▶ **Work to be completed**: In the data below, rewrite the lines from the one containing "the white breast" through the end of the data, inclusive, replacing "puffin eye" with "bird eye" and leaving everything else unchanged.

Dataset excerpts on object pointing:
────────────────
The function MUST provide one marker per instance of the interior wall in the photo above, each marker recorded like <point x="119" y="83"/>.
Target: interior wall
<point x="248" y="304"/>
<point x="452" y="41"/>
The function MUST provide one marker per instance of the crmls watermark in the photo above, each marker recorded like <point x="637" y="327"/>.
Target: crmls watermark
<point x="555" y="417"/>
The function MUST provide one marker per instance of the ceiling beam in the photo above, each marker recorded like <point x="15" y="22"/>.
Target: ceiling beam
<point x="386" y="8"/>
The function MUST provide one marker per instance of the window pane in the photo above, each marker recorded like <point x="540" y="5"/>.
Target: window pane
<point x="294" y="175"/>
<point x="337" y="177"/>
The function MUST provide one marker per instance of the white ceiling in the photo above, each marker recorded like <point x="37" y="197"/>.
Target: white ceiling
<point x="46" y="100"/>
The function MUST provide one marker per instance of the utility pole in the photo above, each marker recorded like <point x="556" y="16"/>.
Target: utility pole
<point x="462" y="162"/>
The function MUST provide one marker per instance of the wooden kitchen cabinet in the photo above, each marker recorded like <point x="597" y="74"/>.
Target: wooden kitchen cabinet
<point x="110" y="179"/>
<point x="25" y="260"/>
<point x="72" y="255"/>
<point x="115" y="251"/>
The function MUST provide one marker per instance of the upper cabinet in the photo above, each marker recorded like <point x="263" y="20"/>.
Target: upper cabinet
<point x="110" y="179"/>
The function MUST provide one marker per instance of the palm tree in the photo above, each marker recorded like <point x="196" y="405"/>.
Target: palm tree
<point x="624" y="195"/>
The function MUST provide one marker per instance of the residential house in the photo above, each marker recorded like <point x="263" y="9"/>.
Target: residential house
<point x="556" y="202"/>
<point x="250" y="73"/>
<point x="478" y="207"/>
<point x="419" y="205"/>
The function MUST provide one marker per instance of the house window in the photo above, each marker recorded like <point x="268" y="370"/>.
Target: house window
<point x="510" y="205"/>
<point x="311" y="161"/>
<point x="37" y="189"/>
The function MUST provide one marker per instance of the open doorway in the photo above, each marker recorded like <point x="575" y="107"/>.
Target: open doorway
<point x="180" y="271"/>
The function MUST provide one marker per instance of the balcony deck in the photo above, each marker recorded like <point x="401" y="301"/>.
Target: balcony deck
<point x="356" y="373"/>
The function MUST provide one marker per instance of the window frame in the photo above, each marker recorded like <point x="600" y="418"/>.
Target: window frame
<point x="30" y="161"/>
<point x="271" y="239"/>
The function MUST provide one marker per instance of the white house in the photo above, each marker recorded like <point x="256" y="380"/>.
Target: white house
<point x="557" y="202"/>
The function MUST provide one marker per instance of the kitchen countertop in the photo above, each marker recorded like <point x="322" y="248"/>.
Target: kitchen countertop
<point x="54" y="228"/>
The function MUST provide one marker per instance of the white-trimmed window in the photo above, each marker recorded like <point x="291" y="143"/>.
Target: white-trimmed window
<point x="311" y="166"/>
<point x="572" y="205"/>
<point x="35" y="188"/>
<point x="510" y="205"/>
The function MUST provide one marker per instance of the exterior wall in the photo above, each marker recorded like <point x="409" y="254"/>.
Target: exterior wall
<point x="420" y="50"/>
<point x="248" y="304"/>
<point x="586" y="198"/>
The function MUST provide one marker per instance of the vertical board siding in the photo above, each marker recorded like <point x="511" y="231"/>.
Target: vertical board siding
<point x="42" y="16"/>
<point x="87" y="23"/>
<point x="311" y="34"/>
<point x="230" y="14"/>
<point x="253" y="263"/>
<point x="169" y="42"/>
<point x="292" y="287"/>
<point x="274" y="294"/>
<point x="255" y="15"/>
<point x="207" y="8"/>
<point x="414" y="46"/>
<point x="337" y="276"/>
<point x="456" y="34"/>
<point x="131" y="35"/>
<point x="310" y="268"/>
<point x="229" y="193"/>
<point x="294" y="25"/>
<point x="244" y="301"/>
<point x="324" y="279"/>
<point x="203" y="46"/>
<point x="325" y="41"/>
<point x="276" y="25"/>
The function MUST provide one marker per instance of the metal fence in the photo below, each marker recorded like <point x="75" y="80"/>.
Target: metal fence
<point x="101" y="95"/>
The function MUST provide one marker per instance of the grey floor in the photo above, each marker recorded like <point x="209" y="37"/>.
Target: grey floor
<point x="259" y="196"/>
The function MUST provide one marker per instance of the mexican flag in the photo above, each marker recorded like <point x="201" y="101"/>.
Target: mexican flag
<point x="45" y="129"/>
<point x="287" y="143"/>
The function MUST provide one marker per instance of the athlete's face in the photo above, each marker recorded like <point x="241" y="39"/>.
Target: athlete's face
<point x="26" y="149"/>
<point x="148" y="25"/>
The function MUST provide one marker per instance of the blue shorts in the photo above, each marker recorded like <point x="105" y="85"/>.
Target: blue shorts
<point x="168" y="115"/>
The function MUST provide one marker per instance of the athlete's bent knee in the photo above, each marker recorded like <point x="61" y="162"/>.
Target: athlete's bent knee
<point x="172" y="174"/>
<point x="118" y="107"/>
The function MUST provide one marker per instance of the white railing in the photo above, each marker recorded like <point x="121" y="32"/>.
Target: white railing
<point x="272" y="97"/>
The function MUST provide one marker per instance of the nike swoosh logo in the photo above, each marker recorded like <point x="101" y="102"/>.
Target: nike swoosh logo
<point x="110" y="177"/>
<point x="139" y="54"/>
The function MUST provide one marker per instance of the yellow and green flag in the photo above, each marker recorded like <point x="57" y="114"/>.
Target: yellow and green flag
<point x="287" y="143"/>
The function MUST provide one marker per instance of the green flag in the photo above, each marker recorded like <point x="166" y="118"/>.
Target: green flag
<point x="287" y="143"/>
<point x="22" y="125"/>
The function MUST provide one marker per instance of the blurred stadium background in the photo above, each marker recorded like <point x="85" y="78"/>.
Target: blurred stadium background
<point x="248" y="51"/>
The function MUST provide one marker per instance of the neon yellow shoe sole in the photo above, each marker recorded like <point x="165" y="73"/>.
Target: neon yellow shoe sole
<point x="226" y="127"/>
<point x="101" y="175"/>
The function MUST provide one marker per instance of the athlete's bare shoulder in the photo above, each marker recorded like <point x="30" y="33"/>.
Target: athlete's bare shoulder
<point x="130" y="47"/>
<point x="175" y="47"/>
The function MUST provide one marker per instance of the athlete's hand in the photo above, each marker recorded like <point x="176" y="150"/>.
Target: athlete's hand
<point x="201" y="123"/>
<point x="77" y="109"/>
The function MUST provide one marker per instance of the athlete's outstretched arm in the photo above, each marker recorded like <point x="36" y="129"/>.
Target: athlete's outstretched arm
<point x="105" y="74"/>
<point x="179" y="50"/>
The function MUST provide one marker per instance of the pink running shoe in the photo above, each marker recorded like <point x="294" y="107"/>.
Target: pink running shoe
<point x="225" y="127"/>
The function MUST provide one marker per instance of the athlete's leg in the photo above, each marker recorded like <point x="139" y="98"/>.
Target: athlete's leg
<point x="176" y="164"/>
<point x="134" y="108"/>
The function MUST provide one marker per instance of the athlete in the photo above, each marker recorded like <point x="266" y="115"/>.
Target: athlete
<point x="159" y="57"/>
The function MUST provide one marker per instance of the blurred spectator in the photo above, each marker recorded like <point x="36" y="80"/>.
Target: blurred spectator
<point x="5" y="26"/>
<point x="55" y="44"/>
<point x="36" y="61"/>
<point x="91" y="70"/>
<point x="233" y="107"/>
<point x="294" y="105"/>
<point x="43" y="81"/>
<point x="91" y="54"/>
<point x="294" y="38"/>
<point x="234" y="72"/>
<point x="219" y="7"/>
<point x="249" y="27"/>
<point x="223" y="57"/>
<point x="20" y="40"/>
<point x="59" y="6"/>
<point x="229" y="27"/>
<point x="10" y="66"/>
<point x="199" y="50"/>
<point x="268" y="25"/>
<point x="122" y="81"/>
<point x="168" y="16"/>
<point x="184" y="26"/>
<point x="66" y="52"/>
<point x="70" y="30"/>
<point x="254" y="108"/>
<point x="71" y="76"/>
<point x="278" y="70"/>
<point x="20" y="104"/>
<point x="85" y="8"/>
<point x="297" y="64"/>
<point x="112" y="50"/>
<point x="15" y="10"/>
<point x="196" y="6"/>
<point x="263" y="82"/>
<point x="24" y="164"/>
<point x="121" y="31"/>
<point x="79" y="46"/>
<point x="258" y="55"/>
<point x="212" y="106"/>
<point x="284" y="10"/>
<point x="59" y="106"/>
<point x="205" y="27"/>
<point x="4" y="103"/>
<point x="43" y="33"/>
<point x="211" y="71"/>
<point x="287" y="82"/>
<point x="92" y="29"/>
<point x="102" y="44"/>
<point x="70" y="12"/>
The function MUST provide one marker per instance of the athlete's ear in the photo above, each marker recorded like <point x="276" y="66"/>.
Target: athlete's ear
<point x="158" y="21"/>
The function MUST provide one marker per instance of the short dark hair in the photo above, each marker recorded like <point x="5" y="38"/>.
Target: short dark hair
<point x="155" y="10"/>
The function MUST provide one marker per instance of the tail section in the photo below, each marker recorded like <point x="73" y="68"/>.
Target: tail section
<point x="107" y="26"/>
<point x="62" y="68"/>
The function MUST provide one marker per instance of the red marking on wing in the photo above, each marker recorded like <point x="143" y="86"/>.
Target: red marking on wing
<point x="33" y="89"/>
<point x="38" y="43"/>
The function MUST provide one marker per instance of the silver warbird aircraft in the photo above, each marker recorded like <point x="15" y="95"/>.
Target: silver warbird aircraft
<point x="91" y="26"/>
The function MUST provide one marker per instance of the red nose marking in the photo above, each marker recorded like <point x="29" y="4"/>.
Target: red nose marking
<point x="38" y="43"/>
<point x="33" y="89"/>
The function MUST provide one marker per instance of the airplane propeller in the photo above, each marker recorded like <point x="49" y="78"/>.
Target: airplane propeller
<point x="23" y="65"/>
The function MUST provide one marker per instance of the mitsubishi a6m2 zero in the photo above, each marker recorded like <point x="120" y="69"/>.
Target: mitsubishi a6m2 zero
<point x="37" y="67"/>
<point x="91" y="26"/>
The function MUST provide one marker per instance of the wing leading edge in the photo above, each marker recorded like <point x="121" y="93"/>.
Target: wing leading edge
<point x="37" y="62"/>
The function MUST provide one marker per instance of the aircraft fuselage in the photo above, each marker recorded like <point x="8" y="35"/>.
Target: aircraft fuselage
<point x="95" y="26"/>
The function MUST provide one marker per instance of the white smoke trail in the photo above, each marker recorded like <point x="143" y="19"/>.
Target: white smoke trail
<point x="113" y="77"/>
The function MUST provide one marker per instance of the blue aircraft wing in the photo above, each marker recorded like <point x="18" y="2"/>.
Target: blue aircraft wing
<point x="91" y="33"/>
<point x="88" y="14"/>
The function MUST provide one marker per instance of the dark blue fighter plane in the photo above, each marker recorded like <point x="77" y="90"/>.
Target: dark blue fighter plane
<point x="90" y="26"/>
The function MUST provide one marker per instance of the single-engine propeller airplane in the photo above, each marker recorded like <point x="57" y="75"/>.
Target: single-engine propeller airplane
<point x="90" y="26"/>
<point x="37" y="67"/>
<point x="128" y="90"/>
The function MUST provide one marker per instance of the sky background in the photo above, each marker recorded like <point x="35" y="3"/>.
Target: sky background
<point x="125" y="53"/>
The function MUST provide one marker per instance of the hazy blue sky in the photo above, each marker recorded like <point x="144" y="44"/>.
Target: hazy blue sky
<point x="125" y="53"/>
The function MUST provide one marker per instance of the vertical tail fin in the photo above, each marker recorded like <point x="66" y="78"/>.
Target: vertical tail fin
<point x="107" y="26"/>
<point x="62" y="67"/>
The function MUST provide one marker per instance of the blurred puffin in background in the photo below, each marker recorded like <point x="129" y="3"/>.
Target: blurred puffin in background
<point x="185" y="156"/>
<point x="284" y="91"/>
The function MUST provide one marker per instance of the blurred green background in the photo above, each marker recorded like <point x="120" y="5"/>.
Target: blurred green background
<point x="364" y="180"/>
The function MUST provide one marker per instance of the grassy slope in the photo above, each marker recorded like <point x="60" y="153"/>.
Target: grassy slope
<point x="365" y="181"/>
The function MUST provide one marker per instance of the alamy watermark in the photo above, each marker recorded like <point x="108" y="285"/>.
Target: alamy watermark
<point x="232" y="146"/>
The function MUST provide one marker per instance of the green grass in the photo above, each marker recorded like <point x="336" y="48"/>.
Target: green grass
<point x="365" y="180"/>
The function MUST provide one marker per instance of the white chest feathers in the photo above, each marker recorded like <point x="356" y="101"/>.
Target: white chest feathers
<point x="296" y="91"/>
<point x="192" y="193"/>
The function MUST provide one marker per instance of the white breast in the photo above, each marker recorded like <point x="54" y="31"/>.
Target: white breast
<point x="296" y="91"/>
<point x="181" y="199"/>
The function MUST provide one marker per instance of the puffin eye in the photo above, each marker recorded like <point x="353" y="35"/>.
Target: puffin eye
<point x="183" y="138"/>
────────────────
▶ **Exercise result**:
The function MUST provide one marker per instance of the white breast in the photo above, each marker recorded like <point x="54" y="31"/>.
Target: white breast
<point x="296" y="91"/>
<point x="181" y="199"/>
The function MUST provide one marker per instance of the bird eye in the photo above, each marker recorded like <point x="353" y="35"/>.
Target: bird eye
<point x="183" y="138"/>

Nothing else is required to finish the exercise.